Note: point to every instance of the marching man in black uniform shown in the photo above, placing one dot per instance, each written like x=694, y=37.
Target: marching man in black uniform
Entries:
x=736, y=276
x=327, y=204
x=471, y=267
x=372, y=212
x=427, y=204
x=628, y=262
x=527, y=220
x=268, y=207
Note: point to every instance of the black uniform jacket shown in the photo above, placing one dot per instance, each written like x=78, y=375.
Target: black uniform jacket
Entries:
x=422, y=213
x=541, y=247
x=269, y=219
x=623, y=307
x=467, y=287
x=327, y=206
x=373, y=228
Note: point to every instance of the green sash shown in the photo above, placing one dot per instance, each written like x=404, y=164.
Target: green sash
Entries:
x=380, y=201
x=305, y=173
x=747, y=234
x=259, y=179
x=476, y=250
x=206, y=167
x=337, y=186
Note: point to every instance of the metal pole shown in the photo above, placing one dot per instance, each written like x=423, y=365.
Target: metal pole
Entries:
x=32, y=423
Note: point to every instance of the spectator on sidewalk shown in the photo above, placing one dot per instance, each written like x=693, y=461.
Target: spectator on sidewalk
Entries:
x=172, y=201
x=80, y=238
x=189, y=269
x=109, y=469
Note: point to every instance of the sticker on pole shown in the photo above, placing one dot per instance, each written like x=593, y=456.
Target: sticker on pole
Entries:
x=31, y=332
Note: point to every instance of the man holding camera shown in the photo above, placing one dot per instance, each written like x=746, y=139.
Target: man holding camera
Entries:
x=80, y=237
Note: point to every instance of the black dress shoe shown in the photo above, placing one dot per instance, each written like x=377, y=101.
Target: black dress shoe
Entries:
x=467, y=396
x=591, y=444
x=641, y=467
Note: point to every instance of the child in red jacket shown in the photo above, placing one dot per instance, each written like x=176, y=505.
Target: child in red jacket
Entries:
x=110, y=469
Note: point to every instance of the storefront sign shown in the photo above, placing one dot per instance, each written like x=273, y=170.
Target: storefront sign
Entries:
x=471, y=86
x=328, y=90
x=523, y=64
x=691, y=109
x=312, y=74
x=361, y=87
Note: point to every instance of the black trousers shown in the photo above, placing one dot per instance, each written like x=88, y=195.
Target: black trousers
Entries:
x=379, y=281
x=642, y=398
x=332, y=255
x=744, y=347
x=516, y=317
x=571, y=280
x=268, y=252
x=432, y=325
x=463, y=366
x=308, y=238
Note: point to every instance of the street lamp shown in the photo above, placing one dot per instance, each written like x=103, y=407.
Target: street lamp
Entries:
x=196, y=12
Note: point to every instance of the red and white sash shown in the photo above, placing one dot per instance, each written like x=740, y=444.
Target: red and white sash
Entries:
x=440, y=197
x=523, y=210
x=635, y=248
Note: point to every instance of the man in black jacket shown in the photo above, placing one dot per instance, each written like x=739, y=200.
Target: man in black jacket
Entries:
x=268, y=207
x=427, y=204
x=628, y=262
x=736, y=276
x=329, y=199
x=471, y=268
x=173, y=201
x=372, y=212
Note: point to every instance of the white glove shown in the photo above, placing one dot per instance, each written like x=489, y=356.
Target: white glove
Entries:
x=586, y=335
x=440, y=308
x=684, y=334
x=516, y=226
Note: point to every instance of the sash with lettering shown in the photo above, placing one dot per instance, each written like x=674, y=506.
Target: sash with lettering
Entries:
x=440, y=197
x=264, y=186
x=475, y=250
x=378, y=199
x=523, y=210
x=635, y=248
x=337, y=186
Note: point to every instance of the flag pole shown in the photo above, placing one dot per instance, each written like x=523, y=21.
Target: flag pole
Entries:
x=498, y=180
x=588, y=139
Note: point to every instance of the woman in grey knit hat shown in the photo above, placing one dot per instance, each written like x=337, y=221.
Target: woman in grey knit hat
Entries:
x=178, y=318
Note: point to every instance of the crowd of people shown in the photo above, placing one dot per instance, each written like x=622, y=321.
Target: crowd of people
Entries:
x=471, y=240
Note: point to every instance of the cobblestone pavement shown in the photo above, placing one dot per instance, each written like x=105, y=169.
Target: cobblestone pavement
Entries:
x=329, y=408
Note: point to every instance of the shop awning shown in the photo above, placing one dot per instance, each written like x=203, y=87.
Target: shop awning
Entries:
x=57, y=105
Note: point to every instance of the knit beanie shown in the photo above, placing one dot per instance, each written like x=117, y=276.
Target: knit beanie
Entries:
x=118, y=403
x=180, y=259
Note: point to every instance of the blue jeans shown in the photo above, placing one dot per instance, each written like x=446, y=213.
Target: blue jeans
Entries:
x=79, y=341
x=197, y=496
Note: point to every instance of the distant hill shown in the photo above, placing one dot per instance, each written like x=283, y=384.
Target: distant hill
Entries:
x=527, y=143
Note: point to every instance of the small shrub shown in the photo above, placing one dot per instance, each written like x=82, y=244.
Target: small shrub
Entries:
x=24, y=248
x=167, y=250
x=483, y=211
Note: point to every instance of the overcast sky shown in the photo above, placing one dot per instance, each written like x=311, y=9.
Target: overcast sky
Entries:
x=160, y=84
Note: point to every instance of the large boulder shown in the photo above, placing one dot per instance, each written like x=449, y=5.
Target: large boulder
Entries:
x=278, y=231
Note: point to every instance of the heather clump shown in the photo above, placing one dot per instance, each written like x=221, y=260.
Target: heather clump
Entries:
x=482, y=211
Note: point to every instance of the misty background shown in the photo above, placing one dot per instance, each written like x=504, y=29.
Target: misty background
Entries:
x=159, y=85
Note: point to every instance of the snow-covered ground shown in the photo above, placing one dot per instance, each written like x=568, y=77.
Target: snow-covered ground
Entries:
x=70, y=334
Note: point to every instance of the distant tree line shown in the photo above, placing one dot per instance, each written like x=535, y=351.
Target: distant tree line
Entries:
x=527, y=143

----------------------------------------

• **THE PROBLEM**
Give back every entry exactly, with nothing left out.

• **EXERCISE OUTPUT**
Note: point to every instance of the marching man in black uniform shown in the photo above, placing one dot per instance, each written like x=694, y=37.
Target: marching man in black uniform
Entries:
x=736, y=276
x=327, y=204
x=471, y=267
x=372, y=212
x=427, y=204
x=628, y=262
x=527, y=220
x=268, y=207
Note: point to every instance of the black uniform jacket shown in the photo above, placing one dot per instance, each written like x=78, y=375.
Target: black uniform jacket
Entries:
x=422, y=213
x=541, y=247
x=269, y=219
x=623, y=307
x=467, y=287
x=327, y=206
x=373, y=228
Note: point to every instance of the green sash shown in the photo above, placing one dot per instance, each written like x=404, y=164.
Target: green sash
Entries:
x=380, y=201
x=305, y=173
x=747, y=234
x=259, y=179
x=476, y=250
x=206, y=167
x=337, y=186
Note: point to every instance of the metal pole shown in the photo above, placing one dot per instance, each written like x=423, y=365.
Target: metal pole
Entries:
x=32, y=423
Note: point to every instance of the spectator on sidewalk shown in the photo above, placing one dot per instance, each written like x=693, y=461.
Target: spectator on sidewalk
Entries:
x=172, y=201
x=80, y=238
x=189, y=269
x=109, y=469
Note: point to every instance of the sticker on pole shown in the photo above, placing one dot per instance, each written like x=593, y=456.
Target: sticker on pole
Entries:
x=31, y=332
Note: point to every instance of the man holding camera shown in the photo above, placing one dot per instance, each written like x=746, y=139.
Target: man holding camera
Entries:
x=80, y=237
Note: point to every instance of the black dress shoe shown in the photo above, placing one dot per instance, each written like x=377, y=101.
Target: black dress shoe
Entries:
x=467, y=396
x=591, y=444
x=641, y=467
Note: point to every instance of the child in red jacket shown in the photo above, placing one dot per instance, each written like x=176, y=505.
Target: child in red jacket
Entries:
x=110, y=469
Note: point to every instance of the storefront sign shown in the photo above, placing one dot per instance, each written like x=273, y=170.
Target: storefront sign
Entries:
x=471, y=86
x=328, y=90
x=523, y=64
x=691, y=109
x=312, y=74
x=361, y=87
Note: point to every instance of the black trousers shown in the photo above, placing one dot per instance, each written like x=88, y=195.
Target: black trousers
Entries:
x=379, y=281
x=642, y=398
x=332, y=255
x=744, y=347
x=516, y=317
x=571, y=280
x=268, y=252
x=432, y=325
x=463, y=366
x=308, y=238
Note: point to every instance of the street lamp shown in the photo above, placing one dot per instance, each written like x=103, y=407.
Target: street lamp
Entries:
x=196, y=12
Note: point to every instance of the red and white sash shown in the photo above, placing one dot per instance, each written like x=740, y=444.
Target: red and white sash
Entries:
x=440, y=197
x=523, y=210
x=635, y=248
Note: point to every instance of the man in black jacket shown in the photo above, placing one dot per instance, each written like x=739, y=200.
Target: man in black jacket
Entries:
x=268, y=207
x=427, y=204
x=628, y=262
x=736, y=276
x=329, y=199
x=471, y=268
x=173, y=201
x=372, y=212
Note: point to every instance of the white glove shown in the photo above, placing one dot per instance, each written like x=489, y=356.
Target: white glove
Entries:
x=586, y=335
x=440, y=308
x=684, y=334
x=516, y=226
Note: point to every instance of the sash with lettering shown in the photo above, placing one dot per instance, each written like x=674, y=506.
Target: sash with lettering
Entries:
x=440, y=197
x=264, y=186
x=475, y=250
x=378, y=199
x=523, y=210
x=635, y=248
x=337, y=186
Note: point to every instance of the flag pole shown in the photo above, placing one dot per instance, each written like x=523, y=21.
Target: flag pole
Entries:
x=498, y=180
x=588, y=139
Note: point to every instance of the woman in grey knit hat shown in the photo above, placing one dot per instance, each written like x=337, y=221.
Target: woman in grey knit hat
Entries:
x=178, y=318
Note: point to every instance of the crowd of people shown in the photo above, placing one dot per instance, each written like x=622, y=321.
Target: crowd of people
Entries:
x=471, y=240
Note: point to every instance of the cobblestone pavement shown in the photo above, placing one dot per instance, each written like x=105, y=169.
Target: cobblestone pavement
Entries:
x=329, y=408
Note: point to every instance of the shop awning shown in the photo above, placing one dot per instance, each written like x=203, y=87.
Target: shop awning
Entries:
x=57, y=105
Note: point to every instance of the knit beanie shown in the photo above, placing one dot per instance, each written like x=117, y=276.
Target: knit beanie
Entries:
x=118, y=403
x=180, y=259
Note: point to every instance of the blue jeans shown in the photo above, placing one dot per instance, each written like x=446, y=213.
Target: blue jeans
Entries:
x=79, y=341
x=197, y=496
Note: point to every instance of the distant hill shown in the photo above, placing one dot per instance, each written like x=283, y=384.
Target: distant hill
Entries:
x=527, y=143
Note: point to every instance of the small shrub shown in the photo above, placing one dot per instance, each written like x=82, y=244.
Target: small shrub
Entries:
x=24, y=248
x=167, y=250
x=483, y=211
Note: point to every instance of the overcast sky shown in the photo above, placing one dot per instance, each written like x=311, y=9.
Target: overcast sky
Entries:
x=160, y=84
Note: point to every instance of the large boulder shown in the photo above, placing one dot per instance, each written like x=449, y=5.
Target: large boulder
Entries:
x=278, y=231
Note: point to every instance of the heather clump shown in the photo above, placing one dot per instance, each written like x=221, y=260.
Target: heather clump
Entries:
x=482, y=211
Note: point to every instance of the misty background shown in the photo above, placing one dot per instance, each written like x=504, y=29.
Target: misty background
Entries:
x=159, y=85
Note: point to every instance of the snow-covered ground shown in the photo above, placing one dot per instance, each written like x=568, y=77.
Target: snow-covered ground
Entries:
x=70, y=334
Note: point to every instance of the distant tree line shown in the photo above, placing one dot per instance, each written like x=535, y=351.
Target: distant tree line
Entries:
x=527, y=143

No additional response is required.